TRECHO DO TEXTO.
An. 5 Col. LEPSI IP/FE-USP 2004

 

Reviravoltas do saber nas sombras do desejo

 

 

Francisco Ramos de Farias

Universidade Federal Fluminense

 

 

O desejo vincula-se ao saber que o sujeito pode tomá-lo sabido ou vertê-lo em interrogante, tendo-se tanto a relação de corte, o saber apresenta um fim, quanto, comporta um enigma. Vias igualmente problemáticas, por abrirem o pórtico do saber-fazer, sensação de posse, e a trilha sinuosa do impossível na parcela de gozo, conforme a origem "sapere", de saber, a mesma de sabor. Tomar o saber sabido ou fazê-lo interrogante, significa uma não entrega do sujeito, pelo desejo, que fez dele, ao ascender à posição bípede, o escravo do "Logos", movido de perplexidade. Nos primórdios da existência, o olfato media o contato com o mundo, na presença imediata do objeto. Com a visão, pôde buscar o objeto ausente, e em razão da falta, inclinou-se ao saber, como garantia ao desejo. A dimensão do vazio, única possibilidade de realização do pleno impossível, leva o homem à produção de saber sobre o mistério do sexo, primeiro universo de preocupação da criança, pois não "pode evitar o interesse pelos problemas do sexo" (Freud, 1976, p. 214). Tem-se assim, o desejo como a pressão que arranca o sujeito da condição de ignorância na busca da verdade procurada, a qual toca a ordem do impossível, no enigma da diferença entre os sexos. O sexual põe o sujeito frente ao impossível, forçando-o a produzir na difícil caminhada pelas veredas do saber!

ITENS EXTRAÍDOS.
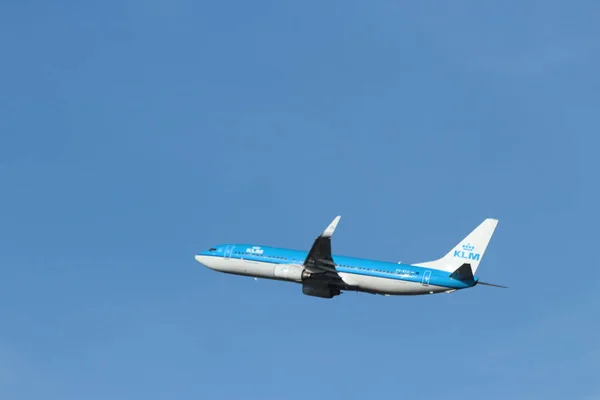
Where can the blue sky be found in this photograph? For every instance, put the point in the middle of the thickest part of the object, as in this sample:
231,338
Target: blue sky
134,134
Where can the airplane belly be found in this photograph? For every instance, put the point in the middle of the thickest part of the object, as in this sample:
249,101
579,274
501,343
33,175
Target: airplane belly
379,285
240,267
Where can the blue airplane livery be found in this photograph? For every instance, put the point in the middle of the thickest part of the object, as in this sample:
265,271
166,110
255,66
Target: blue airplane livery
323,274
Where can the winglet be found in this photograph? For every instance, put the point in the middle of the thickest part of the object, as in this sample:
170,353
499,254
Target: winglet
331,228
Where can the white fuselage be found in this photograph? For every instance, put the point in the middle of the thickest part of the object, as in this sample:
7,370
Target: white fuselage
366,283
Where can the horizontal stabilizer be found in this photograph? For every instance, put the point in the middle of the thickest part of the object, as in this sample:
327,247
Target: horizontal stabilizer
463,273
491,284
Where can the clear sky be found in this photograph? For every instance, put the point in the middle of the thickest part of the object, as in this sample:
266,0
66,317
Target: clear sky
136,133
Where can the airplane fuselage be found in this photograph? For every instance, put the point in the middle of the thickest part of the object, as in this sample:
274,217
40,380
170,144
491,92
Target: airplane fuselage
356,274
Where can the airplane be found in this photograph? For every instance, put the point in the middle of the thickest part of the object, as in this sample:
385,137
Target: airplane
325,275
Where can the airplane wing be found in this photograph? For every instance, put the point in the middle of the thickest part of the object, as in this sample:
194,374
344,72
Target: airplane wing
319,258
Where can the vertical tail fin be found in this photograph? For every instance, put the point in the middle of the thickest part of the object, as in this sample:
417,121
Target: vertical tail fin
469,250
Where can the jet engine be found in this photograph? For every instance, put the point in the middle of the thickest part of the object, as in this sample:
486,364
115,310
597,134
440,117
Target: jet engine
320,290
290,272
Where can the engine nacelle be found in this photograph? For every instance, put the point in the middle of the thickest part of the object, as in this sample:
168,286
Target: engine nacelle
323,291
290,272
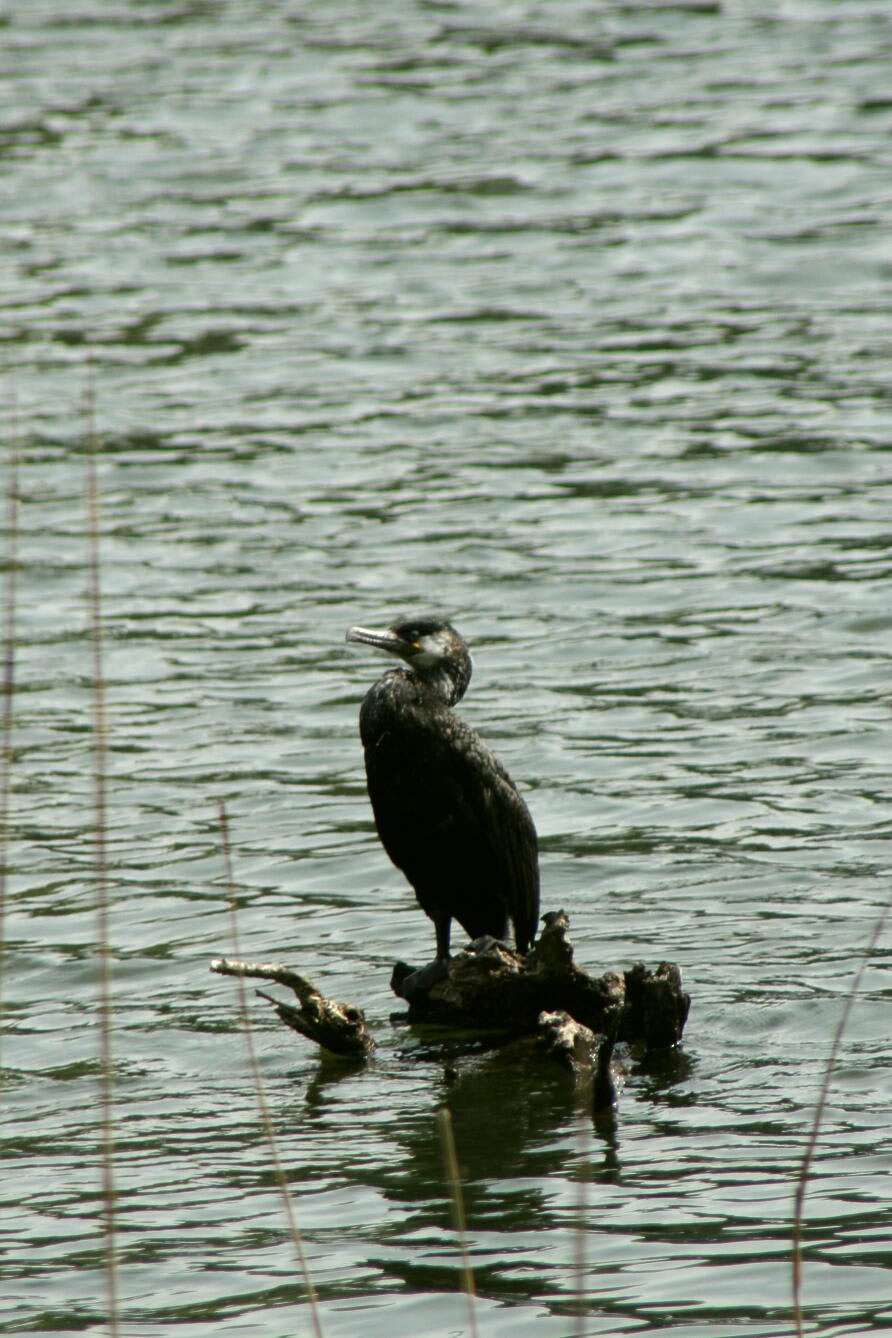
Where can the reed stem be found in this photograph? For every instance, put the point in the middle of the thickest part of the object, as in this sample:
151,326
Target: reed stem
451,1162
801,1184
6,720
103,950
262,1105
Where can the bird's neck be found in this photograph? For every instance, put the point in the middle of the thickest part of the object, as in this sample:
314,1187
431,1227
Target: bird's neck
448,681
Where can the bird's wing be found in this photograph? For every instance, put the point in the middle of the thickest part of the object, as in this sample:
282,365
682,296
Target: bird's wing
452,820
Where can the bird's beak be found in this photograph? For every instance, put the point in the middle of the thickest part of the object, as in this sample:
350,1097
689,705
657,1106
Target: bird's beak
384,640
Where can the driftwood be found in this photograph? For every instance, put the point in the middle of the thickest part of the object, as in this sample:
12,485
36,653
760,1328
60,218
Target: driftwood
339,1028
488,986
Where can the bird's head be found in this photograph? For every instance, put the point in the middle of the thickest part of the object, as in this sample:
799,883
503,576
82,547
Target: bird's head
431,648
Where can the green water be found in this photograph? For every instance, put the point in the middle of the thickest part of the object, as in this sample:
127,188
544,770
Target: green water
573,323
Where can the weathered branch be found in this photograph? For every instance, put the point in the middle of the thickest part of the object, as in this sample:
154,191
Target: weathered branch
488,985
339,1028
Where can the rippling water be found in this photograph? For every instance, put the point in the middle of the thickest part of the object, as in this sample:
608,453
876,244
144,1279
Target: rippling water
573,323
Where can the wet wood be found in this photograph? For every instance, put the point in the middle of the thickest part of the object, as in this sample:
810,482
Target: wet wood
339,1028
491,988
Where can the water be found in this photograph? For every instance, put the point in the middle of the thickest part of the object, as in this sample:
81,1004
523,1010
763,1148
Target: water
571,323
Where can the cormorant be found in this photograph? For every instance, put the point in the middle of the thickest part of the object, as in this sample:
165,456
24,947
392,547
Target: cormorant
447,811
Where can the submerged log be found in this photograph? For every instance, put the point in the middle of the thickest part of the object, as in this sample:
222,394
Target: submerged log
339,1028
488,985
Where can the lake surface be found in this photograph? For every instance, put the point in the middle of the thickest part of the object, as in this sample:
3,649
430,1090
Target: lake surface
573,323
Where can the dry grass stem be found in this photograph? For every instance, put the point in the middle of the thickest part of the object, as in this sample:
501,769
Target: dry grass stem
801,1184
288,1202
451,1162
103,951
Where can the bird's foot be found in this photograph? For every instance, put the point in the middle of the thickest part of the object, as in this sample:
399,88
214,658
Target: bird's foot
487,941
415,984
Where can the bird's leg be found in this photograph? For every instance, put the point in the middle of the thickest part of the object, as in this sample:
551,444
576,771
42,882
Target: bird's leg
420,981
443,923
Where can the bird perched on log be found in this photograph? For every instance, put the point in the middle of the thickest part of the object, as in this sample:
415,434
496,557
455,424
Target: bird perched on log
447,811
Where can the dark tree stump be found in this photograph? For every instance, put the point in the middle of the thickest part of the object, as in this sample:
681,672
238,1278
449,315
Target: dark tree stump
491,986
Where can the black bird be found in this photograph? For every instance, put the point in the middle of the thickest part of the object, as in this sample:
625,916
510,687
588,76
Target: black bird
447,811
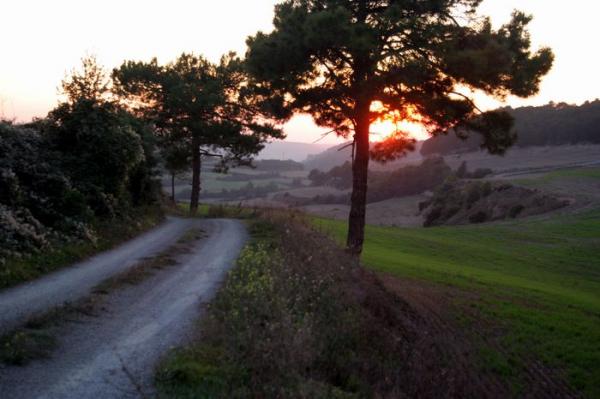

OBJETIVO DO EXERCÍCIO.
Indique se cada afirmação abaixo está de acordo com o texto sobre o desejo e o saber. Responda sim ou não e cite literalmente as palavras do texto que decidem a questão.
(a) Nos primórdios da existência, o contato com o mundo era mediado pela visão.
(b) A palavra "saber" tem a mesma origem de "sabor".
(c) O mistério do sexo é o primeiro universo de preocupação da criança.

RESPOSTA ESCRITA.
(a) Não: “Nos primórdios da existência, o olfato media o contato com o mundo, na presença imediata do objeto.”
(b) Sim: “conforme a origem "sapere", de saber, a mesma de sabor”
(c) Sim: “o mistério do sexo, primeiro universo de preocupação da criança”